## Dataset rows on where objects appear
------------------------------------
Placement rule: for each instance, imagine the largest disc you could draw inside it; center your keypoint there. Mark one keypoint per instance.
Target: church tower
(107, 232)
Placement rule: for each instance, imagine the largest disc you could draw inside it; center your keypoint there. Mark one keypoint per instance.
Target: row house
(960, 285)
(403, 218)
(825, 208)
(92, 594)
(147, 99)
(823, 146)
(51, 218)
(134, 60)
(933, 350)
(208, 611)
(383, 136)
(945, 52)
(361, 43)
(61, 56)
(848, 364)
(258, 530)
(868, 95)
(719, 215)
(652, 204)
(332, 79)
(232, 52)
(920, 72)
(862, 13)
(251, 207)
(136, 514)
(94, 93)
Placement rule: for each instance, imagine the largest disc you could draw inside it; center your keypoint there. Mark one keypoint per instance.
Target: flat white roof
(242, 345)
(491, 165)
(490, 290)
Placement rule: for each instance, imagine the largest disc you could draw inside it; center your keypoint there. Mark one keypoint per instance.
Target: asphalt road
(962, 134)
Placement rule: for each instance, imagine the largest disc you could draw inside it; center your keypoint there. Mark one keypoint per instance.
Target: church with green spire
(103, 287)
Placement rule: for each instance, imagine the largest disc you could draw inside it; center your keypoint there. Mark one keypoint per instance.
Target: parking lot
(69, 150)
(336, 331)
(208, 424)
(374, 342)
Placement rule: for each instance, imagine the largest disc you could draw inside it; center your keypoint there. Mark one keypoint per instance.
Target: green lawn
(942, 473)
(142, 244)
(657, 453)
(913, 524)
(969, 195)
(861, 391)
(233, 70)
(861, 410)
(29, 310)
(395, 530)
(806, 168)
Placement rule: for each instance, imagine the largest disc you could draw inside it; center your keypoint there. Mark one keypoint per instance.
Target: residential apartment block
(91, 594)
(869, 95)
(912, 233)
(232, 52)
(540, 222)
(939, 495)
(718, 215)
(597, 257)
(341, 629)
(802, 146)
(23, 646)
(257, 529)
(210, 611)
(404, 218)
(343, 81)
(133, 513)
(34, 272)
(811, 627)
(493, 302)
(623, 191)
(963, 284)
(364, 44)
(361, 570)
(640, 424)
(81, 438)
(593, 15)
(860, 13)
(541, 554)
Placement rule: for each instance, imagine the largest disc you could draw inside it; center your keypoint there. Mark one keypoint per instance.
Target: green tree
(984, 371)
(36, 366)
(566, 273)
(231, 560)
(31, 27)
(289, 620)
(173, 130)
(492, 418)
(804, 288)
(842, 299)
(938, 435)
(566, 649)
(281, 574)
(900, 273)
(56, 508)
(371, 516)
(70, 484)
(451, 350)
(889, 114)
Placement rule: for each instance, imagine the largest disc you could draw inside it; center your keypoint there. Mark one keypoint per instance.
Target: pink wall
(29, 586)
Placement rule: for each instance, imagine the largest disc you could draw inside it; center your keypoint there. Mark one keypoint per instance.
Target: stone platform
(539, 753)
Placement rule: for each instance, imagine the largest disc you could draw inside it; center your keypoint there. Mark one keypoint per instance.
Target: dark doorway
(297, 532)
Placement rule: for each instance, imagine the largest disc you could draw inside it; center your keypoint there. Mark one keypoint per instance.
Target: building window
------------------------------------
Reproduce the records above exactly as they appear.

## Response below
Placement rule: for each instance, imagine the largest disc you could draw inside it; center your keypoint there. Mark one keypoint per instance.
Target: church tower
(107, 232)
Placement rule: for each instance, imagine the largest disc you could draw inside it; center your keypoint there. Mark one keypoint per instance.
Target: row house
(960, 285)
(403, 218)
(825, 208)
(92, 594)
(147, 99)
(823, 146)
(51, 218)
(134, 60)
(933, 350)
(208, 611)
(383, 136)
(945, 52)
(361, 43)
(61, 56)
(848, 364)
(258, 530)
(868, 95)
(719, 215)
(652, 204)
(332, 79)
(232, 52)
(920, 72)
(862, 13)
(251, 207)
(136, 514)
(94, 93)
Placement rule: for each instance, imagine the largest disc you could draw inside it; center your keypoint there. Mark one keypoint per instance.
Target: flat white roof
(242, 345)
(491, 165)
(490, 290)
Placement rule: for each instance, imagine the largest disc you could draw inside it; center your keypoint there. Mark one keypoint per instance.
Target: asphalt road
(962, 134)
Placement rule: for each instance, imagine the largest disc you could draw inside it; center your keypoint there. Mark one keypoint per instance.
Target: church with green spire
(103, 287)
Placement rule: for each instance, imagine the largest disc you could draw inside it; center your keypoint there. Mark one keypoint per instance.
Target: parking lot
(69, 150)
(336, 331)
(208, 424)
(374, 342)
Placement rule: for each instance, imagine the largest disc you could draw inside it; center your keypoint there. Mark one keypoint per instance.
Target: green lawn
(942, 473)
(142, 244)
(657, 453)
(913, 524)
(969, 195)
(861, 391)
(233, 70)
(861, 410)
(29, 310)
(395, 530)
(806, 168)
Placement rule: for each instance, imagine the largest disc you could draw inside it; center your keypoint there. Mark one keypoint per instance.
Target: residential apartment block
(91, 594)
(869, 95)
(912, 233)
(232, 52)
(540, 222)
(939, 495)
(718, 215)
(597, 257)
(341, 629)
(802, 146)
(23, 646)
(257, 529)
(210, 611)
(404, 218)
(343, 81)
(133, 513)
(34, 272)
(811, 627)
(493, 302)
(623, 191)
(963, 284)
(364, 44)
(361, 570)
(640, 424)
(81, 438)
(593, 15)
(860, 13)
(541, 554)
Placement rule: for each instance, imagine the largest disc you could draw inside it; center your keypoint there. Mark one keypoint per instance.
Target: green tree
(984, 371)
(36, 366)
(566, 273)
(231, 560)
(31, 27)
(289, 620)
(173, 130)
(492, 418)
(804, 288)
(842, 299)
(938, 435)
(566, 649)
(281, 574)
(900, 273)
(56, 508)
(371, 516)
(70, 484)
(451, 350)
(889, 114)
Placement rule: for each instance, imagine the largest disc you could draw inside it; center your keypoint there. Mark one keypoint per instance.
Target: pink wall
(29, 586)
Placement rule: for each instance, imagine the largest disc you could draw inside it; center your keypoint there. Mark one keypoint per instance.
Target: stone platform
(539, 753)
Placement rule: for each instance, imagine the largest disc you could draw inside it; center your keypoint there. Mark one keypoint per instance.
Target: dark doorway
(297, 532)
Placement rule: for each instance, imagine the largest disc you could draw inside it; center your keypoint there. Mark one keypoint per instance.
Target: building window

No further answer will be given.